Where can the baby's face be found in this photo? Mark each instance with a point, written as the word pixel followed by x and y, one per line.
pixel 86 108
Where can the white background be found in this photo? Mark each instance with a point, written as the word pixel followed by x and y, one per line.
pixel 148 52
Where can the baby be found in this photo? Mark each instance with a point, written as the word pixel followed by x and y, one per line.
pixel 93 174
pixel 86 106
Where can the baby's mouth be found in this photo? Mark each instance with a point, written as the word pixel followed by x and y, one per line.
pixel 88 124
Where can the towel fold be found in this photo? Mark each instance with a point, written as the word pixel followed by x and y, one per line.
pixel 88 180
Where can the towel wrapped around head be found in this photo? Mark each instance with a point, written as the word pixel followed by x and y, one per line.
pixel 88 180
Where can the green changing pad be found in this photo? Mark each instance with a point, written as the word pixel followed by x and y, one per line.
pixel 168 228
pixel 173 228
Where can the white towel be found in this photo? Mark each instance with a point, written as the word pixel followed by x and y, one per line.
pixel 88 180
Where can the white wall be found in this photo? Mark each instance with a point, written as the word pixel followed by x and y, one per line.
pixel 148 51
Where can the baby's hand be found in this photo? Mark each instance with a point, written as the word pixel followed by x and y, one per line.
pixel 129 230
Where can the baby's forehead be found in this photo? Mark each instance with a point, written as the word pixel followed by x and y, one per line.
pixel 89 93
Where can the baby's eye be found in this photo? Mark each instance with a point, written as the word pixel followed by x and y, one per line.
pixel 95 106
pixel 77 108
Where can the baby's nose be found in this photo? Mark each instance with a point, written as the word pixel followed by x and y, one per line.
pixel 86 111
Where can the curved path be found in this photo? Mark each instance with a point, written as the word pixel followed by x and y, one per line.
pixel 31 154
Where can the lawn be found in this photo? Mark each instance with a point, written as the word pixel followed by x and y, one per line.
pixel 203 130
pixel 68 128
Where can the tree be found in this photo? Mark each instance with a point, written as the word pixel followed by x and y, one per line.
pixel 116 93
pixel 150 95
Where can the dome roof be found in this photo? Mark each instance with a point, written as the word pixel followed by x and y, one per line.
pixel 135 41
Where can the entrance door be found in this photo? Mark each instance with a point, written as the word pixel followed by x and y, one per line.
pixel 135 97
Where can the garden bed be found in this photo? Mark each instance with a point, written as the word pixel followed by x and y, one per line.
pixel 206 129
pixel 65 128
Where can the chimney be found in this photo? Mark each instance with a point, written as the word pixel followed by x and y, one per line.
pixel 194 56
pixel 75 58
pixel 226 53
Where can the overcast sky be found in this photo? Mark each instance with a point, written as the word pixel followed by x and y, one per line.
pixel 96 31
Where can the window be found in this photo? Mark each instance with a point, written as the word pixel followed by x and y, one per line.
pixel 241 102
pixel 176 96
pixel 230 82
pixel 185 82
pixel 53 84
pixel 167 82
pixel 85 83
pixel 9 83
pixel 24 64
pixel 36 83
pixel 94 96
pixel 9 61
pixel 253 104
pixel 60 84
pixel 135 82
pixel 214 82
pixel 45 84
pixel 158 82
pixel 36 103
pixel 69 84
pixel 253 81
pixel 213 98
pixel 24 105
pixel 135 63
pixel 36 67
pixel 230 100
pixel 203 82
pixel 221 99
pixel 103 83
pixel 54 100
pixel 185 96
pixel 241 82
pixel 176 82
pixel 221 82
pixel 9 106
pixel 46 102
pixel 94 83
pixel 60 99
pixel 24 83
= = =
- _Task requirements_:
Rewrite the lines from the start of the records through the line holding "pixel 31 154", inclusive, swapping "towel" for "blanket" and leaving everything else as it is. Return only those lines.

- _Output below_:
Where can the baby's face be found in this photo? Mark each instance with a point, written as the word pixel followed by x and y, one per line.
pixel 86 108
Where can the white background be found in this photo? Mark each instance with a point, written as the word pixel followed by x and y, one per line.
pixel 148 52
Where can the baby be found in this photo? Mark each instance with a point, written as the word pixel followed by x and y, one per line.
pixel 93 174
pixel 86 106
Where can the baby's mouth be found in this photo? Mark each instance with a point, written as the word pixel followed by x and y, one per line.
pixel 88 124
Where can the blanket fold be found in this photo? Mark each instance with a point, written as the word pixel followed by x and y, one per line.
pixel 88 180
Where can the blanket wrapped around head be found in this photo? Mark each instance with a point, written as the word pixel followed by x and y, one per line.
pixel 88 180
Where can the green changing pad be found in this photo? Mark each instance with a point, written as the word pixel followed by x and y, one per line.
pixel 168 228
pixel 173 228
Where can the white blanket be found in this photo? Mark each instance with a point, written as the word pixel followed by x and y, one per line.
pixel 88 180
Where can the white wall be found in this photo? Mark each instance with a point, written as the word pixel followed by x and y, one per line.
pixel 148 51
Where can the baby's hand be found in this photo? Mark each instance with a point, written as the word pixel followed by x and y, one per line.
pixel 129 230
Where can the baby's forehead be found in this photo? Mark each instance with a point, written as the word pixel followed by x and y, one per line.
pixel 89 93
Where can the baby's eye be found in this photo? Mark each instance with a point, written as the word pixel followed by x and y, one per line.
pixel 95 106
pixel 77 108
Where can the baby's nose be found in this photo? Mark each instance with a point, written as the word pixel followed by x and y, one per line.
pixel 86 111
Where can the curved path be found in this photo? Mark each instance with a point, written as the word pixel followed by x and y, one per line.
pixel 31 154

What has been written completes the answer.